[[ Extracted records, beginning ]]
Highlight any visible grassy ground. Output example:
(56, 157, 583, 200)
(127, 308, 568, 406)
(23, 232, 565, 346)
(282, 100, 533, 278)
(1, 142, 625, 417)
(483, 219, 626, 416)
[[ Extracted records, end ]]
— Directions for this task —
The records above are to be set down again exactly as written.

— Output below —
Highlight any visible grassy ground. Output example:
(56, 157, 583, 200)
(127, 308, 568, 406)
(23, 232, 565, 346)
(282, 100, 533, 278)
(1, 142, 625, 417)
(483, 219, 626, 416)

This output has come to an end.